Records in a dataset
- - - - - - -
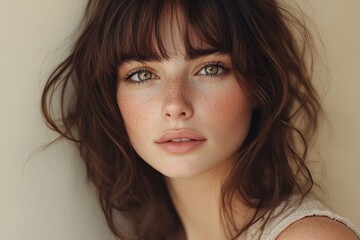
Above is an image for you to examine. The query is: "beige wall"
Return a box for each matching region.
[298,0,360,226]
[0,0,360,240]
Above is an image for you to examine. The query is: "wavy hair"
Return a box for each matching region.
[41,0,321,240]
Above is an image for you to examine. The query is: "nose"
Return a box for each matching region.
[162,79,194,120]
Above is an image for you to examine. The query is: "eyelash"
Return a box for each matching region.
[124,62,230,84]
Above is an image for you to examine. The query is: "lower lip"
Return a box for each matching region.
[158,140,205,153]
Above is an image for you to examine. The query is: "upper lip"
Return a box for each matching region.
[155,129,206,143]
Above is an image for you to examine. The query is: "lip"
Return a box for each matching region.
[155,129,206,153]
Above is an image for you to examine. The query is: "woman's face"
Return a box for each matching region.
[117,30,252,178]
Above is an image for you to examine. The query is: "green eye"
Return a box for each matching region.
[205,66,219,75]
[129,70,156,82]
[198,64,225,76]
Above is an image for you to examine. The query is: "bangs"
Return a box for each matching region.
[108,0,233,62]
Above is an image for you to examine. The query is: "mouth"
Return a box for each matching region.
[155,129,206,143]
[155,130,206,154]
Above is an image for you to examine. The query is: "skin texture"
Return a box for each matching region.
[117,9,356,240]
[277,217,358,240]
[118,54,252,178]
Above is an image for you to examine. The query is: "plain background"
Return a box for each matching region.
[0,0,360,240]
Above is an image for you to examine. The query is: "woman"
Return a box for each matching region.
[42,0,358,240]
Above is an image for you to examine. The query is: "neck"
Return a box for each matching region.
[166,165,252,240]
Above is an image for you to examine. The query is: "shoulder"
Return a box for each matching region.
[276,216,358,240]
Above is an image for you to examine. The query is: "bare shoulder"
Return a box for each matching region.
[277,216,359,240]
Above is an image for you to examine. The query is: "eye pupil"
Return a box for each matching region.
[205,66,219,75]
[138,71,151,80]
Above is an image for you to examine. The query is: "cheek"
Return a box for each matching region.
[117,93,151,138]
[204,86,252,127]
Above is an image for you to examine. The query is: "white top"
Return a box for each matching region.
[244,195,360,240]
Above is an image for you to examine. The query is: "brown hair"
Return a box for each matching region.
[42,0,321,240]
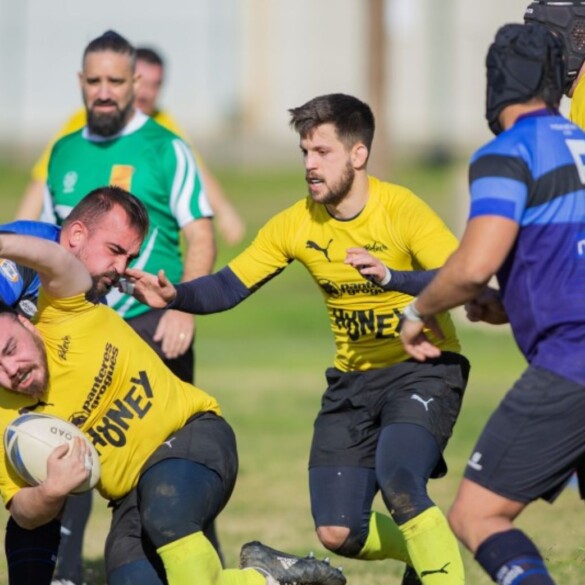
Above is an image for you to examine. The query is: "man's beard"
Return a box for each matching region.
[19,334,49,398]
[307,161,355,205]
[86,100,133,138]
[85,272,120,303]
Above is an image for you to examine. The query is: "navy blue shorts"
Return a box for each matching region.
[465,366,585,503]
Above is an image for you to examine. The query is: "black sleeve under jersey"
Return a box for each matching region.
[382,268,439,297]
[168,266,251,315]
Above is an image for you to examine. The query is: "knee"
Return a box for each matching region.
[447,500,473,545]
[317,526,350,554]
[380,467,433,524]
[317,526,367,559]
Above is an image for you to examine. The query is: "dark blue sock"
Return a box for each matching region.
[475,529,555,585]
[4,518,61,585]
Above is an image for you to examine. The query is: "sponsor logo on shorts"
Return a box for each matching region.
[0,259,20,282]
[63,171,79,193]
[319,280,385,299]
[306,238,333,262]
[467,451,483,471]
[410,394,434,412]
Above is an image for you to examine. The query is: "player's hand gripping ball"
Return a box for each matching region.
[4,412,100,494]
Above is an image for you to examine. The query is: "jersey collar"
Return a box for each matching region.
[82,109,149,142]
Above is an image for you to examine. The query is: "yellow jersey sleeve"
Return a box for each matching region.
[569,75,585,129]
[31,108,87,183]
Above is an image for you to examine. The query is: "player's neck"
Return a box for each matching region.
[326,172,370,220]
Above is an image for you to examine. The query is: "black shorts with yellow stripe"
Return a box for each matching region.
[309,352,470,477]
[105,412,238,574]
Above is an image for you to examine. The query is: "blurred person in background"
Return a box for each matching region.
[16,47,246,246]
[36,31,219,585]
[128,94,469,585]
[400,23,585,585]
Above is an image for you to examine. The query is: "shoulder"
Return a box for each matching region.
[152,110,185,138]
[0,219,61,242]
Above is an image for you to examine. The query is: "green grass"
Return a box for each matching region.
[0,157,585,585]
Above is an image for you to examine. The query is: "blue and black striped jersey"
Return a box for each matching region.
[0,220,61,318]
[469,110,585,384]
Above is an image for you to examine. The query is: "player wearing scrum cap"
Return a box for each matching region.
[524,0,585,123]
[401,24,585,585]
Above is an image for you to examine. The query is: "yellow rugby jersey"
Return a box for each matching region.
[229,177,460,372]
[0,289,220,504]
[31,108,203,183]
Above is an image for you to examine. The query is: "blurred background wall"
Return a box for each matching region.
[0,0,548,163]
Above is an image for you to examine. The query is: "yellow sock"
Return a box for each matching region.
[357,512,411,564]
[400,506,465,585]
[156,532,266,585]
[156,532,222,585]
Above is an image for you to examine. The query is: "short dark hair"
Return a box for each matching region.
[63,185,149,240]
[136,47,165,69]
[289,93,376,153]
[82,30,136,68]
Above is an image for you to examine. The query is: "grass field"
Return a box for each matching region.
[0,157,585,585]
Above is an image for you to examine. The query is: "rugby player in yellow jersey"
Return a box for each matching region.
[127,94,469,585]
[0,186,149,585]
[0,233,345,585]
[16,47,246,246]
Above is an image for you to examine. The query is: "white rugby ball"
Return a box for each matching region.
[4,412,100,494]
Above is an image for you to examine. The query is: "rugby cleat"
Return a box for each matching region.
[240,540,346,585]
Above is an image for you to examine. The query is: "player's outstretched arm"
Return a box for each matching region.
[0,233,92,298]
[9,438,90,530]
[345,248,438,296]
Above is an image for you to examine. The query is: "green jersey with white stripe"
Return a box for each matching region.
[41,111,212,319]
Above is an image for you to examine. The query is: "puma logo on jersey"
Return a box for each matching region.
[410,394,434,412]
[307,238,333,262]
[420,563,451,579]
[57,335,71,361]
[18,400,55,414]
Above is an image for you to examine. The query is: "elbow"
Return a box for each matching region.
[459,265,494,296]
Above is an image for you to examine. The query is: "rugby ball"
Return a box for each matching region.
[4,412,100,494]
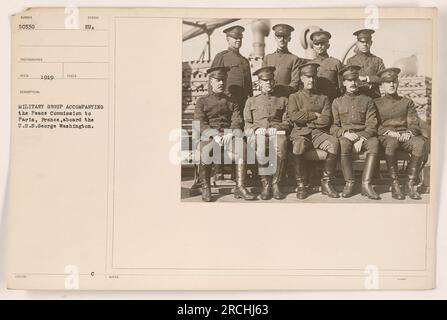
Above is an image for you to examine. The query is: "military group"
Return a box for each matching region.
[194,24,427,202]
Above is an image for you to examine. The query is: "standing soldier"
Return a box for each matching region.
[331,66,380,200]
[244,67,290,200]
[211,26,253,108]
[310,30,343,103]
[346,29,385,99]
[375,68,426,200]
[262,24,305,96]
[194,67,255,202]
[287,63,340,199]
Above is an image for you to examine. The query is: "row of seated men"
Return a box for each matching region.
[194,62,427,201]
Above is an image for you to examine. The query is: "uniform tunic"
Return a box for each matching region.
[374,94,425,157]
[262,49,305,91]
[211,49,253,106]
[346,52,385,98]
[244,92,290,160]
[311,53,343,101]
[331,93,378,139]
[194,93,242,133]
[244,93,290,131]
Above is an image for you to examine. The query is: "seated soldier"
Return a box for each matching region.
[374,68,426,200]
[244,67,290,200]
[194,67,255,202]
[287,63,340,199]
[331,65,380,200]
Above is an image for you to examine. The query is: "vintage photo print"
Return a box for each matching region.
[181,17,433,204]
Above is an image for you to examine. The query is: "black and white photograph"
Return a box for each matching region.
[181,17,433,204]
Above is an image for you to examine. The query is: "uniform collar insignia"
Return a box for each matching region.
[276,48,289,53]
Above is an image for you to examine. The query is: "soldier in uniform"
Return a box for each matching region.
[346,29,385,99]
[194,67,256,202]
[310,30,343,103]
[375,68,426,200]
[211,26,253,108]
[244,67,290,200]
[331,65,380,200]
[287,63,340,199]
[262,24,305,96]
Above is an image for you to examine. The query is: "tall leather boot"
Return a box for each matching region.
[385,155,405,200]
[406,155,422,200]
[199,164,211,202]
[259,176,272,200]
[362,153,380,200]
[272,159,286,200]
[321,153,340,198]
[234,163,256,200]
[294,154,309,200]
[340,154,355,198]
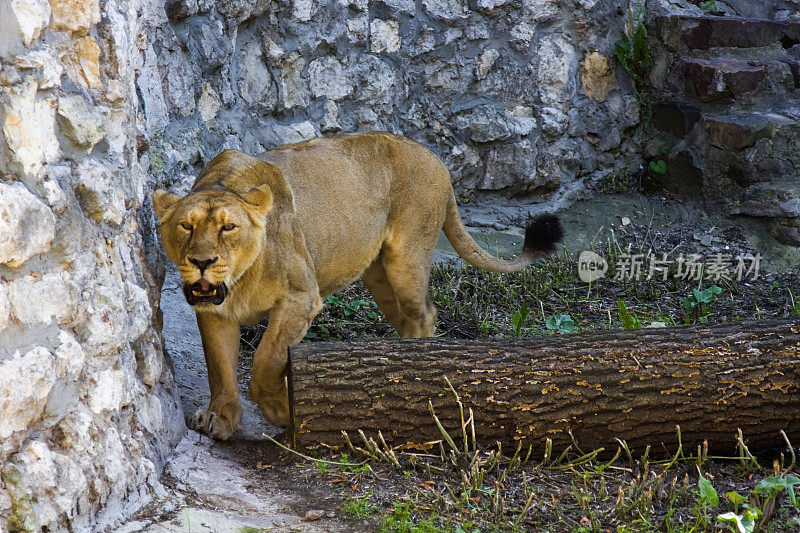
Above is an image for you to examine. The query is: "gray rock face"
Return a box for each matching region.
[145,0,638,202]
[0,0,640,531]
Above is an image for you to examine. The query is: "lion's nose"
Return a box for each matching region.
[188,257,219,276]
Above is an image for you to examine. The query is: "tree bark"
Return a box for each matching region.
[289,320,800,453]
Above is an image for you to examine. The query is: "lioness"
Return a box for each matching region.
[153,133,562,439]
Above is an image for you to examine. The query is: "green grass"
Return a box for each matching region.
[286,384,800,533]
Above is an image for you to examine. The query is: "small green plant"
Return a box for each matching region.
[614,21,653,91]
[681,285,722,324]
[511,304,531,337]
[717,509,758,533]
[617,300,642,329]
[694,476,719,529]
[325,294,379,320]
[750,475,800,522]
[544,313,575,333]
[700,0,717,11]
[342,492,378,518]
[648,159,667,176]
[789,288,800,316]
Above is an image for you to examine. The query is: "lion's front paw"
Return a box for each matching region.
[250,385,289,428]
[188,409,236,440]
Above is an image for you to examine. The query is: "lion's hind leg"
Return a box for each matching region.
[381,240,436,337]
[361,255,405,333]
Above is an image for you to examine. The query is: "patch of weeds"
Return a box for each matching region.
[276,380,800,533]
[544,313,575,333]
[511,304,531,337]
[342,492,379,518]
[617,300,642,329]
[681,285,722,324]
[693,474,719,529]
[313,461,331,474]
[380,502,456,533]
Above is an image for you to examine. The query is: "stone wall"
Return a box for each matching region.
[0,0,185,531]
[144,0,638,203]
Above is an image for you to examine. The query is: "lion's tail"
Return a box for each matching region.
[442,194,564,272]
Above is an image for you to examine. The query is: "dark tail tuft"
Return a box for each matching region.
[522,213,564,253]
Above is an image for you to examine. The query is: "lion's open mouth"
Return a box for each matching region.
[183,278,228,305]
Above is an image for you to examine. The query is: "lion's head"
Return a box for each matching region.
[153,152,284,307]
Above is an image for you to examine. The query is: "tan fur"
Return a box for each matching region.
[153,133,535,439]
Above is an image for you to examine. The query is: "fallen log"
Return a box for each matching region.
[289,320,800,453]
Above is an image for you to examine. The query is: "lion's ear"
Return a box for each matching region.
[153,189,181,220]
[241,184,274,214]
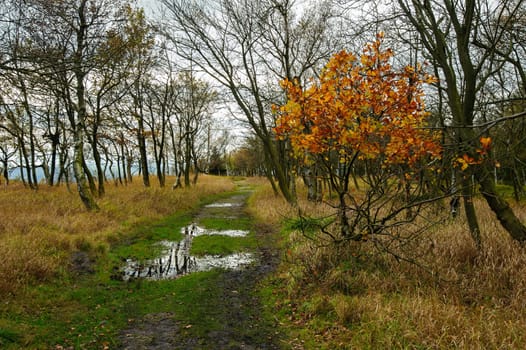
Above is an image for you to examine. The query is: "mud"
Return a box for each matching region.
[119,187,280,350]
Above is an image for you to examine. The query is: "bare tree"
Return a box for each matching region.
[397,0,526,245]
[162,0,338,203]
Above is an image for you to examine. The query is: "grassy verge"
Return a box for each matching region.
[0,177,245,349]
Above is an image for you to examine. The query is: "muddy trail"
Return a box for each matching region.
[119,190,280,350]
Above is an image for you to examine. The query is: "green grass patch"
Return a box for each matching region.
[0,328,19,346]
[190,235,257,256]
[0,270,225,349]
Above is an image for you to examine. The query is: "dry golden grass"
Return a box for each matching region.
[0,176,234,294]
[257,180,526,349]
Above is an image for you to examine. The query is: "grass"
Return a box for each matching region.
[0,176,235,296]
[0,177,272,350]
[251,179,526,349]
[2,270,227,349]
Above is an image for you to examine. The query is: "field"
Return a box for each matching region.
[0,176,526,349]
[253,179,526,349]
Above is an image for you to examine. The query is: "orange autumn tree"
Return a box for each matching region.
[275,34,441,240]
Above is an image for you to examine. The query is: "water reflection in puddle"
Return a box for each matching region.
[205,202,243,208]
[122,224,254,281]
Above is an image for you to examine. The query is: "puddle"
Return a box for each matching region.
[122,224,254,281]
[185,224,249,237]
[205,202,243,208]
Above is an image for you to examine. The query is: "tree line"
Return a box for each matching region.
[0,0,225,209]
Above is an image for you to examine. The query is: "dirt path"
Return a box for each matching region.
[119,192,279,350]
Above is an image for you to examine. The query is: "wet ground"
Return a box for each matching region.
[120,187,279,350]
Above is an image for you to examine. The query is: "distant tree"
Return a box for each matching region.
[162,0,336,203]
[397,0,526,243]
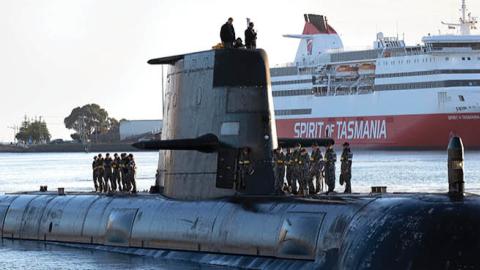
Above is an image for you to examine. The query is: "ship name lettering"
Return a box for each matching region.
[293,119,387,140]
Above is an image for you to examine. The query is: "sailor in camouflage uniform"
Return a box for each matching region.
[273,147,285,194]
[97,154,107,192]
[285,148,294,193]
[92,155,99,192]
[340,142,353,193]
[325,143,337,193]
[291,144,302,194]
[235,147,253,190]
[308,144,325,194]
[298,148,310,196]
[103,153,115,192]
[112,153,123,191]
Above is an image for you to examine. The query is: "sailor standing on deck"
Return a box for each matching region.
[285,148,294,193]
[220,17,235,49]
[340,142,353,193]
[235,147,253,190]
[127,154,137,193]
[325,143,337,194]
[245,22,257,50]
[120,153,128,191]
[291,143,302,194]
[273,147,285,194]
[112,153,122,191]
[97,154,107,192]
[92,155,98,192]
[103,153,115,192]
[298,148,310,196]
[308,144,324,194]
- - - - - - -
* What is required *
From the first line of the entries above through the line that contains "[41,0,321,240]", write out every line again, requests included, and scale each bounding-box coordinate by 2.15, rounding to a whole number with halves rounded up. Leave the pictures out.

* Full solution *
Above is an image for you to examine. The query is: "beige wall"
Return a box for each matching region.
[641,0,774,486]
[0,0,774,516]
Above is an image for you to examine. The query is: "wavy hair"
Return a box for each matching region.
[88,0,690,516]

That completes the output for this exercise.